▶ [KURZE ÜBUNG A]: Schreiben Sie aus dem Textauszug zur Ausstellung „Templum“ alles von „Koch ist als“ bis hinunter zu „Etsdorfer Tempel-Museum entstammt.“ wortgetreu ab.
▶ [KURZE ÜBUNG B]: Geben Sie aus der Auflistung alles von der Zeile mit „Would you mind marking the gray windowpane“ bis hinunter zur Zeile mit „(1339, 403)“ (beide eingeschlossen) vollständig wieder, auch die Zeilen ohne Koordinaten. Skalieren Sie dabei jede Koordinate mit dem Faktor 1,95 und runden Sie auf ganze Zahlen, wobei Halbe aufgerundet werden.

▶ [TEXTAUSZUG]:
Templum. Wolfgang Herzer - Wilhelm Koch
Städtische Galerie Cordonhaus Cham
10. November 2013 – 6. Januar 2014
Das Cordonhaus präsentiert mit Koch und Herzer, die jeweils einen der zwei großen Ausstellungsräume installativ bespielen, zwei künstlerische Positionen, die einen stark konzeptionellen Kern haben. Bei Wilhelm Koch geht es um konkrete baugeschichtliche Tempel-Wirklichkeit, bei Wolfgang Herzer um subjektiv heilige Erinnerungs-Inseln im Meer neuronaler „Aufbau-Umbau-Abbau-Prozesse“.
Koch ist als Vertreter einer Mischung von Public-Art, Nouveau Realisme und Fluxus bekannt, sein wesentliches bildnerisches Medium ist Luft, sein wesentlicher thematischer Schwerpunkt die Architektur. Seit mehr als zehn Jahren hält er eine Initiative zum Bau einer Art Walhalla-Nachfolge-Tempels in Etzdorf an den Autobahn Prag-Nürnberg in Gang, darüber ist in Cham eine Dokumentation zu sehen, die dem 2010 gegründeten Etsdorfer Tempel-Museum entstammt.
Der Tempel soll mitten in der grünen oberpfälzer Hügellandschaft stehen, stilistisch orientiert er sich am 490 v. Chr., im Jahr des Marathon-Sieges errichteten Aphaia-Tempel auf der Insel Ägina. Dieses architektonische Schmuckstück war der Vorläufer-Bau des Parthenon, der mit seiner berühmten Silhouette im 19. und 20. Jahrhundert zum Sinnbild europäischer Demokratie und humanistischen Bildungswesens wurde. Die Version, die Koch konzipiert hat, ist eine auf das Silhouettenhafte reduzierte Beton-Fertig-Bau-Replik, in der über den weltanschaulichen Effizienzismus der heutigen Denkkultur und Lebens-Einstellung reflektiert werden kann.

▶ [ANGEZEIGTE INFORMATIONEN]:
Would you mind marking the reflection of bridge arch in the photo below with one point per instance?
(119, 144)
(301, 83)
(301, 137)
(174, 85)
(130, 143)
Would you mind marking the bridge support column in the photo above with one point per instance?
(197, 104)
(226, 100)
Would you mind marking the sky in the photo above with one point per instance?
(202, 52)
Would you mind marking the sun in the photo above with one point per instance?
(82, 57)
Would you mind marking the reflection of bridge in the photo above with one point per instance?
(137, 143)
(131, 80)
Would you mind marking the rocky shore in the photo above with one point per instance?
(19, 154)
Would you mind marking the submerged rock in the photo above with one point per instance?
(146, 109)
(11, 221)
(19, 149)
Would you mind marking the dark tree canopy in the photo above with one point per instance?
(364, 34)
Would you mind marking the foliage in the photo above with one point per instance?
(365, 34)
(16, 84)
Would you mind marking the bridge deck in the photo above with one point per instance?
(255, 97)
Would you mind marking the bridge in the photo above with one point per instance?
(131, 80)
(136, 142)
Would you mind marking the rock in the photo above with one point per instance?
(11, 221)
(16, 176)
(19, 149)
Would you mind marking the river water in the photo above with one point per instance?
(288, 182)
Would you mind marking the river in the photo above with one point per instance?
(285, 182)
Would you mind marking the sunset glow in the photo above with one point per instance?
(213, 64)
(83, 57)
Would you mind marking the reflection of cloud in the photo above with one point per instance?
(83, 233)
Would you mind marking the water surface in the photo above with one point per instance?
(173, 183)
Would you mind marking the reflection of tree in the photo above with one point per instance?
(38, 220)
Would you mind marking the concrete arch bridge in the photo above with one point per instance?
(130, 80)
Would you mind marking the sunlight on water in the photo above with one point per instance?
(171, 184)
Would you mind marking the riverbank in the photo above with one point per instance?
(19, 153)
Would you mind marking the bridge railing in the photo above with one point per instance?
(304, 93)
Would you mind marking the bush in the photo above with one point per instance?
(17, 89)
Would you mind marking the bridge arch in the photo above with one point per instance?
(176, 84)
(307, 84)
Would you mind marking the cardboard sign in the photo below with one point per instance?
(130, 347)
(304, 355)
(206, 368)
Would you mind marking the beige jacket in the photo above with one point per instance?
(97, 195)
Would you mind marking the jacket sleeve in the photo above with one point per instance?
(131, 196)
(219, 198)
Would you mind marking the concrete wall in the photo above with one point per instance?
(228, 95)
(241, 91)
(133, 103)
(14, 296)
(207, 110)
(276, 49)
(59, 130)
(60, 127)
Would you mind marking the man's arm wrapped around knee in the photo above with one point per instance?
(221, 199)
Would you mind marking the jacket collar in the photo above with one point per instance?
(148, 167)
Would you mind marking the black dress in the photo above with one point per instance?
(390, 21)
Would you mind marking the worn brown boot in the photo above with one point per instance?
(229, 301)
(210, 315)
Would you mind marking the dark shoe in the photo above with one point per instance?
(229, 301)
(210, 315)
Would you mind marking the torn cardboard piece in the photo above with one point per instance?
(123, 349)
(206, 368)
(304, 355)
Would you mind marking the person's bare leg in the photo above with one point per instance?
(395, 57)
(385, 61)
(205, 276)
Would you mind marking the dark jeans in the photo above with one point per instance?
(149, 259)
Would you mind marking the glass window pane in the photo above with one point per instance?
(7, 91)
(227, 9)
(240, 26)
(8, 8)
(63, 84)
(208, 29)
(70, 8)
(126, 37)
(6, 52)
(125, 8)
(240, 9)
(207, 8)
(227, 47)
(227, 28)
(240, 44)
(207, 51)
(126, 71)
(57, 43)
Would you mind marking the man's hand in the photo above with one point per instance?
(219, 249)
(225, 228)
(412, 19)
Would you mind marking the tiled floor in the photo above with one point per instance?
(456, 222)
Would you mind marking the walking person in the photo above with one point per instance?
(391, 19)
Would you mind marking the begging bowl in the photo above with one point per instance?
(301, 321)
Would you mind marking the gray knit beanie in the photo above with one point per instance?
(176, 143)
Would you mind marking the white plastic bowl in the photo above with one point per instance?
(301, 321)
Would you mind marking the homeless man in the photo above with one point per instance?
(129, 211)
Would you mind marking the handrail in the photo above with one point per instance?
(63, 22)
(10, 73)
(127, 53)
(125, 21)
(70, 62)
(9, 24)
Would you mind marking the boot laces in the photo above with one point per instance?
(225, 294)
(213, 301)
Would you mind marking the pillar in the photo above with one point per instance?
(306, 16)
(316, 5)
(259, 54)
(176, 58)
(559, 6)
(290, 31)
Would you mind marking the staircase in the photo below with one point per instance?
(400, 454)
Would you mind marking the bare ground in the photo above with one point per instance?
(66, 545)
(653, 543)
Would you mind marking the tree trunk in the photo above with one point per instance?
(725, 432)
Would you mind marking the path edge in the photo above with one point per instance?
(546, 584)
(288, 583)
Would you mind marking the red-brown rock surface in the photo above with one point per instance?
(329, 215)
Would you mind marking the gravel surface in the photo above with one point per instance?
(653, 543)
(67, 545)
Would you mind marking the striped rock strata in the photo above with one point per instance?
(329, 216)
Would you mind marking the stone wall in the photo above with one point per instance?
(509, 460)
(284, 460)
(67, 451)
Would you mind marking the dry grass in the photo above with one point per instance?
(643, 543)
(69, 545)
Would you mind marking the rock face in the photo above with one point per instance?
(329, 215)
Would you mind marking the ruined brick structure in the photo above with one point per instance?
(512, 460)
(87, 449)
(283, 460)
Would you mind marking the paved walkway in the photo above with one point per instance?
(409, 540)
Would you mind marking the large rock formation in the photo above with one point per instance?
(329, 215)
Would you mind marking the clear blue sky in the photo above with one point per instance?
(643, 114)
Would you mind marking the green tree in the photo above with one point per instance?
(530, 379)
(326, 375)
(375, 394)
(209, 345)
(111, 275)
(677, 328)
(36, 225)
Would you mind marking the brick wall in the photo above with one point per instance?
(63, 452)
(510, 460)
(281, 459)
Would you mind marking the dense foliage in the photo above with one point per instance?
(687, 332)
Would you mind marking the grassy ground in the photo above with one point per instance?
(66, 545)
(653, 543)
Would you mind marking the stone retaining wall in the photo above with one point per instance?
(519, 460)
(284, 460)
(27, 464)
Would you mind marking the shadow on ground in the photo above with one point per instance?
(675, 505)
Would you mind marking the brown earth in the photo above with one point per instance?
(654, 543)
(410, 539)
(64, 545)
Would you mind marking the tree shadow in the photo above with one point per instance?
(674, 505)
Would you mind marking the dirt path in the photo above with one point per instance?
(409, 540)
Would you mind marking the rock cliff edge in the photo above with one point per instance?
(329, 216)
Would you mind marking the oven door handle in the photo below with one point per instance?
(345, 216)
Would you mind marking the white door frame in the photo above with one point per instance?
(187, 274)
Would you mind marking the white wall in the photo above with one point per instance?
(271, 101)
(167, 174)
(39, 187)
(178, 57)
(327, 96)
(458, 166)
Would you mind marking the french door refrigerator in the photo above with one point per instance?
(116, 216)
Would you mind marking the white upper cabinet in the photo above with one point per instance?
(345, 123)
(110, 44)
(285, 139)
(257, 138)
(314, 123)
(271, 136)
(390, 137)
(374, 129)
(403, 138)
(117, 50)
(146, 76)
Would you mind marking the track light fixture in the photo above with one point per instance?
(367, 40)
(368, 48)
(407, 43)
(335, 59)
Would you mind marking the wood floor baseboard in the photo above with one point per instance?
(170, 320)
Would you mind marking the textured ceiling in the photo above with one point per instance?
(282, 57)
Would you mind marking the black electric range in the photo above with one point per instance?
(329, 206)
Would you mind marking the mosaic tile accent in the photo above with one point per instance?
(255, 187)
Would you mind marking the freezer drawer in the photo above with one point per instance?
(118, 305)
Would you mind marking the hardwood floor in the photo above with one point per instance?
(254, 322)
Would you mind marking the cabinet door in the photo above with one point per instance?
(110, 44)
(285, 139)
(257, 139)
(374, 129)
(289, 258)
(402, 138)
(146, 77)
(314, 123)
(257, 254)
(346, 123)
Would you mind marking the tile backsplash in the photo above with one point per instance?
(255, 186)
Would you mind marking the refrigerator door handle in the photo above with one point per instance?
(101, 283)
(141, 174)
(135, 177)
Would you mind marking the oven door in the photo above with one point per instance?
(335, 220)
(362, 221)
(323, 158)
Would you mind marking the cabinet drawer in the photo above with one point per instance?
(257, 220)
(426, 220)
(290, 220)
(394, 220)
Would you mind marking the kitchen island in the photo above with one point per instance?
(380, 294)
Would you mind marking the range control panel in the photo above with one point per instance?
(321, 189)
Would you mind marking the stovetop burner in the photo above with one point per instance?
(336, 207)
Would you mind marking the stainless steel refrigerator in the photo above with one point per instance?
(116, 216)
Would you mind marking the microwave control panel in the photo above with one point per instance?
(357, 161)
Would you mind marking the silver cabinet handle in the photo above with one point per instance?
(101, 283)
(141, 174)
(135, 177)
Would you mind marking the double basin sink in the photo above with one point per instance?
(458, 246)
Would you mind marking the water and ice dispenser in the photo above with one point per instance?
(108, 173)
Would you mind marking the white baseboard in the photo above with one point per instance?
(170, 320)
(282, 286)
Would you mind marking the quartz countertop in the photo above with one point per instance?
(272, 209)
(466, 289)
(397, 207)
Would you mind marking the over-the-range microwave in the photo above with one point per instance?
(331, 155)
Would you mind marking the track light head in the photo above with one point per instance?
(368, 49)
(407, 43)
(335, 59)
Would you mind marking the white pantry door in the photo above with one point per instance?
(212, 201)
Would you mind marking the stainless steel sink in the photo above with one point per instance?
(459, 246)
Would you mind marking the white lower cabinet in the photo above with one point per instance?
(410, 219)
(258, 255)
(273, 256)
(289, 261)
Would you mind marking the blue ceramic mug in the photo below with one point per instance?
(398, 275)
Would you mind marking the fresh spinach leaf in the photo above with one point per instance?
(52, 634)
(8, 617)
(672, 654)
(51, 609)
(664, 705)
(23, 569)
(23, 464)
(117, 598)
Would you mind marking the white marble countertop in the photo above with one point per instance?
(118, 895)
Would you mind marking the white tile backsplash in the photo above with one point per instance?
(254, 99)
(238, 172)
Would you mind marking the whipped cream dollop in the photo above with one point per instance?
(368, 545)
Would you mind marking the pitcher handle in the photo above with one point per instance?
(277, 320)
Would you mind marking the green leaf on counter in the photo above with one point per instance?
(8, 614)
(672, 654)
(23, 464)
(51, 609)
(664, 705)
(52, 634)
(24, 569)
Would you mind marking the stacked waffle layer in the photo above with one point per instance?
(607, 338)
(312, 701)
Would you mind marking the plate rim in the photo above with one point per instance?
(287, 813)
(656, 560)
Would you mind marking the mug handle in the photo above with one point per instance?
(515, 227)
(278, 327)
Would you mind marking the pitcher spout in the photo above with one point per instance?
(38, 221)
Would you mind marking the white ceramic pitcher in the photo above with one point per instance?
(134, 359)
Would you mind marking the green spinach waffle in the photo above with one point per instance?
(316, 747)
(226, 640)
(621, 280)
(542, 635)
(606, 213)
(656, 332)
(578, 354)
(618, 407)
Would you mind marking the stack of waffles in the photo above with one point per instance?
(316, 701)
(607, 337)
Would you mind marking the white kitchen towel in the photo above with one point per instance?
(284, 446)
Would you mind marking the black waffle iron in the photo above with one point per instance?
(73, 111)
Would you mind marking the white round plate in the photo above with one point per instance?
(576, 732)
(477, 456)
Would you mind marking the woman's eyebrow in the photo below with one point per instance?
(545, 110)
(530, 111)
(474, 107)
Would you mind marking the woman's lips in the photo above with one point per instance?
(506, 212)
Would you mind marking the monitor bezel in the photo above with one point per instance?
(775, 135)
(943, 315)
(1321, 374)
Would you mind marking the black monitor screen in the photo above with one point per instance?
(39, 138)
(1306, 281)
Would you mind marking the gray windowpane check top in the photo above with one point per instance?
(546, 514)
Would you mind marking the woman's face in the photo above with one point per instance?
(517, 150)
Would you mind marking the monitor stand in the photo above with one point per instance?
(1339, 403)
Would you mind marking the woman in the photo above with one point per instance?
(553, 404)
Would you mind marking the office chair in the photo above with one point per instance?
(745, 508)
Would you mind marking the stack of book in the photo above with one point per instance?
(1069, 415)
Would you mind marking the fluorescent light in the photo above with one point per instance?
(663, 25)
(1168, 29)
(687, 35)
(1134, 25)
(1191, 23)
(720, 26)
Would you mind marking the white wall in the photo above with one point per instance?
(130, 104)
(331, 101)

▶ [FERTIGE ANTWORT A]:
Koch ist als Vertreter einer Mischung von Public-Art, Nouveau Realisme und Fluxus bekannt, sein wesentliches bildnerisches Medium ist Luft, sein wesentlicher thematischer Schwerpunkt die Architektur. Seit mehr als zehn Jahren hält er eine Initiative zum Bau einer Art Walhalla-Nachfolge-Tempels in Etzdorf an den Autobahn Prag-Nürnberg in Gang, darüber ist in Cham eine Dokumentation zu sehen, die dem 2010 gegründeten Etsdorfer Tempel-Museum entstammt.

▶ [FERTIGE ANTWORT B]:
Would you mind marking the gray windowpane check top in the photo above with one point per instance?
(1065, 1002)
Would you mind marking the woman's face in the photo above with one point per instance?
(1008, 293)
Would you mind marking the monitor stand in the photo above with one point per instance?
(2611, 786)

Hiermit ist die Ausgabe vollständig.